### PROBLEM REQUIREMENTS
From the data that follows, copy every line with the string "brick".

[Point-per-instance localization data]

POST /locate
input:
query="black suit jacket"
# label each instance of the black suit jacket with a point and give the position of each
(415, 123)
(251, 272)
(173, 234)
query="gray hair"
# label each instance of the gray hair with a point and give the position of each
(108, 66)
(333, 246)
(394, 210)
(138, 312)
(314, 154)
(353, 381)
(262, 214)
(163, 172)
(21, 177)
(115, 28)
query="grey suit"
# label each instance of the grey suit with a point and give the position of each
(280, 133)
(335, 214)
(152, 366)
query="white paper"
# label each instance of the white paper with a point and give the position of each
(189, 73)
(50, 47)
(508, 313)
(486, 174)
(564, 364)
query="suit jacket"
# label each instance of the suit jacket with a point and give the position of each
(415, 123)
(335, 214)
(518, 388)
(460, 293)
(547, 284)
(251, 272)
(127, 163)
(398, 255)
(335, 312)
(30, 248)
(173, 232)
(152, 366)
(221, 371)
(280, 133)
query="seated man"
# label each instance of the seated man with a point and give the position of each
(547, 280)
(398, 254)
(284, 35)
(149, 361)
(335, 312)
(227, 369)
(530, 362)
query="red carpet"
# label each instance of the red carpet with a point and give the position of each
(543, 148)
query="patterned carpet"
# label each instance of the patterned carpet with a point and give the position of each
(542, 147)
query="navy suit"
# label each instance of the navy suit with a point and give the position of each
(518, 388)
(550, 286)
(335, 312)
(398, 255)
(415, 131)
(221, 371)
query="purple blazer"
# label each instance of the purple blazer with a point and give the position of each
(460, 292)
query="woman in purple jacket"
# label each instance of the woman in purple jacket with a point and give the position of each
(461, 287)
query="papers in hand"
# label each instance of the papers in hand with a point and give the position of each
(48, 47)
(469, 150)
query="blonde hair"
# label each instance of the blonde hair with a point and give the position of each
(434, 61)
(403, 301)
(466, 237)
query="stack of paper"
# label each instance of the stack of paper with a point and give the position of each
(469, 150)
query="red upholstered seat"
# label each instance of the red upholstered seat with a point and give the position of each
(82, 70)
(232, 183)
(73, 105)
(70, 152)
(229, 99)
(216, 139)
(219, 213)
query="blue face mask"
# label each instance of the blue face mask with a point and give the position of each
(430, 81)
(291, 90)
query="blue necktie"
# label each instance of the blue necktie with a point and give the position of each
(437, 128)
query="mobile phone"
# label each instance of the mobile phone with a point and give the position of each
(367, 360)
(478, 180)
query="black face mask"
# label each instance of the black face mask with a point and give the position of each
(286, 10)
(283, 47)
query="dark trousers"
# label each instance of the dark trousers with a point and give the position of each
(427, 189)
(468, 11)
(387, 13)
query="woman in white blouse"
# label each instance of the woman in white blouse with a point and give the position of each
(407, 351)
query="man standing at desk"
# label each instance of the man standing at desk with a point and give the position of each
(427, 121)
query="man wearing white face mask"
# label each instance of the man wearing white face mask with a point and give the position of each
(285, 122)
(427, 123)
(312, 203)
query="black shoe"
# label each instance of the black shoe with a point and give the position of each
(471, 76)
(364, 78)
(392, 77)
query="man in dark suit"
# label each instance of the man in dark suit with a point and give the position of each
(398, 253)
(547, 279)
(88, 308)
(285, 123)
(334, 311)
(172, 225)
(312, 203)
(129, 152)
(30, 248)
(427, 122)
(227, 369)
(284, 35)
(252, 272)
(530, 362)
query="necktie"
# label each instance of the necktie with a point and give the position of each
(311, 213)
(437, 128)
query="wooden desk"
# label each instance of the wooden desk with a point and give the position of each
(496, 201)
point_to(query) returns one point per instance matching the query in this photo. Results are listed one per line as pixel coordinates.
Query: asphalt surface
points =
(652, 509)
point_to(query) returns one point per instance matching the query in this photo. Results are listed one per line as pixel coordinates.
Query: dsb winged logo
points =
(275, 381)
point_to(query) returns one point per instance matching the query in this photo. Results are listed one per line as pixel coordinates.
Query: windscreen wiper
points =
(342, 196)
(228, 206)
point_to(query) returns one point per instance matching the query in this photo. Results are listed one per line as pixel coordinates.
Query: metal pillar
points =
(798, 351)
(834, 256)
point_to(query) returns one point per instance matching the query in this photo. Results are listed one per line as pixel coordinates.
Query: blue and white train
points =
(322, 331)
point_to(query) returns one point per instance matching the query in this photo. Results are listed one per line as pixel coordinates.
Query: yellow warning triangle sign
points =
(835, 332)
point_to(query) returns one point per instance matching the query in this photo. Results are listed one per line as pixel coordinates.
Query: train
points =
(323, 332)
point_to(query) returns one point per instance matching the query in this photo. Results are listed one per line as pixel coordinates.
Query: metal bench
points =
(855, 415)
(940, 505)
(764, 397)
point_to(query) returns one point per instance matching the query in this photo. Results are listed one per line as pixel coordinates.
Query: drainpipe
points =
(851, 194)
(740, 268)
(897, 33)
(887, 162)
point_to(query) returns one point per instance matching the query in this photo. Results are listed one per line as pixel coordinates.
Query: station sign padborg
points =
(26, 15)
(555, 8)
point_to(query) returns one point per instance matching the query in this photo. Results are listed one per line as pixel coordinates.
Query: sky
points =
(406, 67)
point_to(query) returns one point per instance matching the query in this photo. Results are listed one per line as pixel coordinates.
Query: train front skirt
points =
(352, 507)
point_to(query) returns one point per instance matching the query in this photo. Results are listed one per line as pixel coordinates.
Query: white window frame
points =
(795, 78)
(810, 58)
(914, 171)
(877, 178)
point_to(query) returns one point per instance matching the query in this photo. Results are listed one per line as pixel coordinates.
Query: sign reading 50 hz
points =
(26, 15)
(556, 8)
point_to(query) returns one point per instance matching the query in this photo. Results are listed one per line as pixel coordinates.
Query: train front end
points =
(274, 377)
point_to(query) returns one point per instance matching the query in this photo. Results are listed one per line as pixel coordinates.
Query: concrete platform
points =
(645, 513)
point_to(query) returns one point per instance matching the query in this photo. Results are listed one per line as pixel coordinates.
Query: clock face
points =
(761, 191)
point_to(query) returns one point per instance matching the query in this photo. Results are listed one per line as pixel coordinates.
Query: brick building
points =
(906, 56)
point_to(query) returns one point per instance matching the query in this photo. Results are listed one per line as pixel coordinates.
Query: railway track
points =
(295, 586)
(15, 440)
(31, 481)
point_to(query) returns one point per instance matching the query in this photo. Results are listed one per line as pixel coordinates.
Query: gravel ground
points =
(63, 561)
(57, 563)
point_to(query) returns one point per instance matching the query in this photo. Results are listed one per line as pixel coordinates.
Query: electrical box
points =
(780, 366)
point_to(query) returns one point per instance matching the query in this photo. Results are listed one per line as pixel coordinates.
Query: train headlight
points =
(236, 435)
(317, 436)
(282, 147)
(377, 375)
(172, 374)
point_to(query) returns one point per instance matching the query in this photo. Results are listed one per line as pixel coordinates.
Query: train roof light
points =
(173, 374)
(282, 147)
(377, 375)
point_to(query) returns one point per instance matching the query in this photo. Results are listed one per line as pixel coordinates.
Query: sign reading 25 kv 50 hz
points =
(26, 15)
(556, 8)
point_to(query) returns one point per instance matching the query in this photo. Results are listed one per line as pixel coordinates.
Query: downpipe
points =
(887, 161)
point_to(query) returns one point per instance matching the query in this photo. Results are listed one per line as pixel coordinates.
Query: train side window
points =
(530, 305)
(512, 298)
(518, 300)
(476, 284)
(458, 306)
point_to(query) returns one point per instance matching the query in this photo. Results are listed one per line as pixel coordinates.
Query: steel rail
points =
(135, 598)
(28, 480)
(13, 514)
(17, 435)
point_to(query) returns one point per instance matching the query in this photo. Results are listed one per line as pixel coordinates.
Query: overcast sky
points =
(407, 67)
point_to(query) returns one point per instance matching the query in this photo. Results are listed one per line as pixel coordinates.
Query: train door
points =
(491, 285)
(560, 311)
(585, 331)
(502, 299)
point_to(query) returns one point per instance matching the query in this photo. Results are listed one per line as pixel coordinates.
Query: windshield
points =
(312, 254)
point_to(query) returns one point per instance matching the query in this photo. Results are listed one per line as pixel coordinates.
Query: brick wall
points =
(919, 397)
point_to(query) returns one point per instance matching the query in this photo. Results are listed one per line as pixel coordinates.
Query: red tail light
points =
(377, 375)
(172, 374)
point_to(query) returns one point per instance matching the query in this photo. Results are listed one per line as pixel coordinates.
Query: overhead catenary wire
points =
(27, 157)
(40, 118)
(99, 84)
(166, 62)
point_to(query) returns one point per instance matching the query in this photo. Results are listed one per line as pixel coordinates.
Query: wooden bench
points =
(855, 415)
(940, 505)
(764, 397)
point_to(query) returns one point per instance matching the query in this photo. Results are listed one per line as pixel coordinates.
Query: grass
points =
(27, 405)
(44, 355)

### RESPONSE TO THE EXERCISE
Query: brick building
Query: brick wall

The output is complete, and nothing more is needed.